### WORK INSTRUCTION
At the line containing "Can you see the white football", begin retyping, and continue word for word until the records below run out.

START EXERCISE MATERIAL

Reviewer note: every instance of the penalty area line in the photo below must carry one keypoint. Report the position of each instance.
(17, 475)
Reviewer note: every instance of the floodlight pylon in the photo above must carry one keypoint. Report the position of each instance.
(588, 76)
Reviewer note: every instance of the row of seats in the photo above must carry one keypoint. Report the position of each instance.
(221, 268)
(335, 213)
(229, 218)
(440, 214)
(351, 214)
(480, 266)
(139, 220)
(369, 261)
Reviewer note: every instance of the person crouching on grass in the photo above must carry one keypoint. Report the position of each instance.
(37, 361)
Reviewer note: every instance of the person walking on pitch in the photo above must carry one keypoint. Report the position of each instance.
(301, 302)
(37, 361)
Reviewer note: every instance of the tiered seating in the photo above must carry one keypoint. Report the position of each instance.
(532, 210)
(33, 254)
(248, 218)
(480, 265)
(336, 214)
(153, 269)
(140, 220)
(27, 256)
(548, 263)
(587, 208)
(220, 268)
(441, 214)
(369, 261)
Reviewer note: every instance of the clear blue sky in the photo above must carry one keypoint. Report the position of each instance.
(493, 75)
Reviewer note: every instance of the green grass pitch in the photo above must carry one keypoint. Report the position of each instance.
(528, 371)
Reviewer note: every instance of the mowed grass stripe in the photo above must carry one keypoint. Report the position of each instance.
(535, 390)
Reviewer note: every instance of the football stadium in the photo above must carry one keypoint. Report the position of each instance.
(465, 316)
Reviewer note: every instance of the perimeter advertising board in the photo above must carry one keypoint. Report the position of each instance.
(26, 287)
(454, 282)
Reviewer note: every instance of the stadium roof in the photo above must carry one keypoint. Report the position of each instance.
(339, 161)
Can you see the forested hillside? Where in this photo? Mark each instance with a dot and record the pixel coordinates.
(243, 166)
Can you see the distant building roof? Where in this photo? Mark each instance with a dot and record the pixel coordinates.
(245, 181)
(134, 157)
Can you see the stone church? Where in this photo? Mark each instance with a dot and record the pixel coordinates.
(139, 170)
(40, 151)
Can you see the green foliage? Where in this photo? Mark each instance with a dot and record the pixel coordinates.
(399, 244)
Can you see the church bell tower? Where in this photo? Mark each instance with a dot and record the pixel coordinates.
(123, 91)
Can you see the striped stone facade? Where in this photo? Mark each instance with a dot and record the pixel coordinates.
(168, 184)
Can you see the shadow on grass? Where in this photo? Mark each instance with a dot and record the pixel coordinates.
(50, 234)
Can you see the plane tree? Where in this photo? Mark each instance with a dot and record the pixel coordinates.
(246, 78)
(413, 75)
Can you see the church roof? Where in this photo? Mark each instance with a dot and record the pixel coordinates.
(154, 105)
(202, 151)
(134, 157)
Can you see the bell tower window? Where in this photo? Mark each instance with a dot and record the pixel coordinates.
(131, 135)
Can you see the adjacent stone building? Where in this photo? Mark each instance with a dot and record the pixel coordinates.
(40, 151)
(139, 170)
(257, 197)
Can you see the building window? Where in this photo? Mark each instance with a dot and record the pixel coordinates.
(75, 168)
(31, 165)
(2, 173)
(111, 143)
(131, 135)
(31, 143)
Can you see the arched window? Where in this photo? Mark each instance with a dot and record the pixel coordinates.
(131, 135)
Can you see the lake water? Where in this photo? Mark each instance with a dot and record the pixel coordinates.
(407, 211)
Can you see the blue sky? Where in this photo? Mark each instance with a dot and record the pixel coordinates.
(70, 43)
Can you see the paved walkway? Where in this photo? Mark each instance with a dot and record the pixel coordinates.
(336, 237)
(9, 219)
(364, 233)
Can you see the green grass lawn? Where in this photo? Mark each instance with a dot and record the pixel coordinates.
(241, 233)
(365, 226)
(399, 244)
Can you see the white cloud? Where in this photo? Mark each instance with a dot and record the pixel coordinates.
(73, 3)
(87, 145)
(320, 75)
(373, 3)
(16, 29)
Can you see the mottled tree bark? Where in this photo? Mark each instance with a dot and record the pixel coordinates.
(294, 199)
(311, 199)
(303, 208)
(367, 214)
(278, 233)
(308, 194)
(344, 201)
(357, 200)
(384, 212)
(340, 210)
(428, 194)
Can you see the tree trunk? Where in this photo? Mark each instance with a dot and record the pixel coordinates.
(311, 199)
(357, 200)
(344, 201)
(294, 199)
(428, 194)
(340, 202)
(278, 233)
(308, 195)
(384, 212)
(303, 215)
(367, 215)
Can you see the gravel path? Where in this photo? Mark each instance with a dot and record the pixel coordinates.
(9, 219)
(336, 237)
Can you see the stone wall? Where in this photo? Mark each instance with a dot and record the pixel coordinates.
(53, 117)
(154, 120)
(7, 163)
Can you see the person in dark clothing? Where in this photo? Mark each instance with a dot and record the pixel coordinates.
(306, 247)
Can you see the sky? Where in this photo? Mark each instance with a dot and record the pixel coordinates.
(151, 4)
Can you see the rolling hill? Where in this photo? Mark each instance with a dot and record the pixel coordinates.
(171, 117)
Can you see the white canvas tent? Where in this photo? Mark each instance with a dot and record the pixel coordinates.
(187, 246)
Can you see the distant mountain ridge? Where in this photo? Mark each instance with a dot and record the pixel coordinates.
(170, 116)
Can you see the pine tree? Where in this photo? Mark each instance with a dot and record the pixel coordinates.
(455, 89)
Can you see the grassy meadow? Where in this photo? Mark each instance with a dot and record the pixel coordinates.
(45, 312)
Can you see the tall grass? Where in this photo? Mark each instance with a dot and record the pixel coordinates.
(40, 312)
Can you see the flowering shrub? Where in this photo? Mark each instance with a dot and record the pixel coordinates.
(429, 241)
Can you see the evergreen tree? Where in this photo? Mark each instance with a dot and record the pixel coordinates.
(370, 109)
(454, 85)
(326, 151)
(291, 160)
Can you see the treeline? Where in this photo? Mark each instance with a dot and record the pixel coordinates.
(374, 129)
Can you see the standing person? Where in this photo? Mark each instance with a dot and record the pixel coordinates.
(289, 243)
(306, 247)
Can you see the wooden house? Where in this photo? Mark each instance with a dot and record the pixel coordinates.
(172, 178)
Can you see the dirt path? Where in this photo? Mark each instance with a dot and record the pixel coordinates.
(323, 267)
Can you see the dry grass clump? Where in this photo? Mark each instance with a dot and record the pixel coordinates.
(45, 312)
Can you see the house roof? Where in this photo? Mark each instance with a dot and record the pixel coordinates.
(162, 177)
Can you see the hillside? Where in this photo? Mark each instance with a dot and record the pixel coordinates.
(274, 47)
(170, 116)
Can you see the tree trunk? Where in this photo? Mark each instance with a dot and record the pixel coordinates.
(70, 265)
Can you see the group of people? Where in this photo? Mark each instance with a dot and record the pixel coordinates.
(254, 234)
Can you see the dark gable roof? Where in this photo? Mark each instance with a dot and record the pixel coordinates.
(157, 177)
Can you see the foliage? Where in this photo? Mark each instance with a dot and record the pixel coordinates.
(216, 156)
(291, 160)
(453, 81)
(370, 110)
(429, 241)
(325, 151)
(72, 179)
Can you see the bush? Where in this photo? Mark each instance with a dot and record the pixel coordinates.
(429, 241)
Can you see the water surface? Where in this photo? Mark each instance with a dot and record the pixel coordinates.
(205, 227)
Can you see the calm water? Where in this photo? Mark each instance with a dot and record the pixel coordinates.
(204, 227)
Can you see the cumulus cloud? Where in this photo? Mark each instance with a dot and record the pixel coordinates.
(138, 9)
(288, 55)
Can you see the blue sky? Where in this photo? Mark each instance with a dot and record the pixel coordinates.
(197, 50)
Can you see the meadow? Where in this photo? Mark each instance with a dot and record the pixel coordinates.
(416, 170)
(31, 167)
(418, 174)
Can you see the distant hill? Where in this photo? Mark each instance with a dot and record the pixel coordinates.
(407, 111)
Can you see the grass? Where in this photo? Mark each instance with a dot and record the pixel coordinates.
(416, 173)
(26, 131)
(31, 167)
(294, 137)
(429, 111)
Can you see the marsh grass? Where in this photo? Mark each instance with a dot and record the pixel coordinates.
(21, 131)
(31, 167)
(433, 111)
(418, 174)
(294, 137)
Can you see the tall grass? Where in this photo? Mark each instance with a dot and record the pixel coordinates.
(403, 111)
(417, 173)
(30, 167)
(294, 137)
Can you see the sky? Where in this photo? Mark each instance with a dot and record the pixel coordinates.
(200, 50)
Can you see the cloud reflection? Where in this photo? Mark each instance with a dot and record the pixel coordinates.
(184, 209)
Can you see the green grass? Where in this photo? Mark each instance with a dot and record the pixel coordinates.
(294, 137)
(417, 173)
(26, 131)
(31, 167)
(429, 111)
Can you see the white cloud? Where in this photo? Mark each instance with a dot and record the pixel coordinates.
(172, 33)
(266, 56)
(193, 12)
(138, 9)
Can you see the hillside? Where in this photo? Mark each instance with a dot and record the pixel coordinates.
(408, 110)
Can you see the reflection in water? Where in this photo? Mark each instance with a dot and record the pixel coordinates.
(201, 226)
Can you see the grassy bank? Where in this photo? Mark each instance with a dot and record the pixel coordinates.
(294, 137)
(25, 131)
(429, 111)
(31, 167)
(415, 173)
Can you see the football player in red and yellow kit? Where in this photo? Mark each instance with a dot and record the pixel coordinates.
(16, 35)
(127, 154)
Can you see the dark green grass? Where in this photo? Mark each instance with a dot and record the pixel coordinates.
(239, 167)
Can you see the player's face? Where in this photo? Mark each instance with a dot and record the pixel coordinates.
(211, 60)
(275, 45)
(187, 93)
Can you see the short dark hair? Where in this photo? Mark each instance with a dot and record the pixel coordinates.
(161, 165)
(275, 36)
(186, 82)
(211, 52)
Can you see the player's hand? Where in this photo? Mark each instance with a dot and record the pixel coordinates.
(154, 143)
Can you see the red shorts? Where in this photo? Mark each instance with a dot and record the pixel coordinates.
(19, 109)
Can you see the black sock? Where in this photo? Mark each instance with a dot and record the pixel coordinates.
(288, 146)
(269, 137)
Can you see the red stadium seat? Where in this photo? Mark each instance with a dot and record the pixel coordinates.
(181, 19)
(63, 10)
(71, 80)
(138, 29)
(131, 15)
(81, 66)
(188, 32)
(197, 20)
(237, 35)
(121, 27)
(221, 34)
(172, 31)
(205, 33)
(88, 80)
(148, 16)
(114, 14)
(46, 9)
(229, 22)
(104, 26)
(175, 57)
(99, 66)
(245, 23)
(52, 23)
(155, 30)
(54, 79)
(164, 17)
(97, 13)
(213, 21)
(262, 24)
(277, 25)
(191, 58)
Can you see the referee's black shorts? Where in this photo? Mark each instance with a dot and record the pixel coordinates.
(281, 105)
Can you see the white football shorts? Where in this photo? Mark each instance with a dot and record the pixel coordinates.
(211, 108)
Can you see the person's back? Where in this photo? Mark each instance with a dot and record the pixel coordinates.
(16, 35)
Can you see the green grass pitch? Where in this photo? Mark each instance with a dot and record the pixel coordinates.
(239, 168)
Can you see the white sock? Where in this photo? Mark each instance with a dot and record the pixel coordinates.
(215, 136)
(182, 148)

END EXERCISE MATERIAL

### EXERCISE RESPONSE
Can you see the white football shorts? Where in this photo? Mark each instance with a dot and record the pixel coordinates.
(211, 108)
Can you see the person's back? Where in this photo? Mark each instance with a dot and record the pixel coordinates.
(16, 35)
Can you see the green grass pitch? Where in this photo? Mark each instance with a dot and record the pixel coordinates.
(239, 168)
Can you see the white sock? Where in this photo? Mark each instance with a dot and record the pixel coordinates.
(215, 136)
(182, 148)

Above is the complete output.